=== Document passage ===

ST. PETERSBURG -- The recent chilly weather has wreaked havoc with local fish populations. In a period of 48 hours last week, state officials received more than 50 calls concerning fish kills up and down the coast.

Plummeting temperatures have killed hundreds, perhaps thousands, of ladyfish, jack crevalle and snook. But it is the last species, the coveted linesider, that causes anglers the most concern.

Historically, the worst cold fronts occur in late December and January. That's why state officials changed the closed season for snook to Dec. 15-Jan. 31, to protect these fish when they are most vulnerable.

Snook don't like cold water. They prefer temperatures of 74-76 degrees. If the water dips below 65 degrees, snook become sluggish. If it drops another 10, they die.

===

▸ **Directive 1**
Answer these questions about the passage on cold-weather fish kills, one line each:
(a) How many calls about fish kills did state officials receive in 48 hours?
(b) What are the dates of the closed season for snook?
(c) Below what water temperature do snook become sluggish?
▸ **Directive 2**
Write the next few sentences of the passage on cold-weather fish kills, picking up after its final sentence.

=== Data provided ===

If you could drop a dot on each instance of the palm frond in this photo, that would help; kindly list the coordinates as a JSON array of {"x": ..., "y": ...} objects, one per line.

===

▸ **Exercise answer 1**
(a) More than 50
(b) Dec. 15-Jan. 31
(c) 65 degrees

▸ **Exercise answer 2**
One of the worst fish kills occurred Dec. 31, 1989. More than 60,000 snook died and it took years for the population to recover.

Local snook are particularly vulnerable to changes in weather. Tampa Bay lies at the northern terminus of the species' range and that is why we don't have the big snook like Charlotte Harbor, which seldom sees a killer freeze.

The best-case scenario is a good cold front early in the season. This sends the snook on the move to their winter haunts in the protected rivers and creeks. Then, if a subfreezing front hits in January or February, the snook are acclimated.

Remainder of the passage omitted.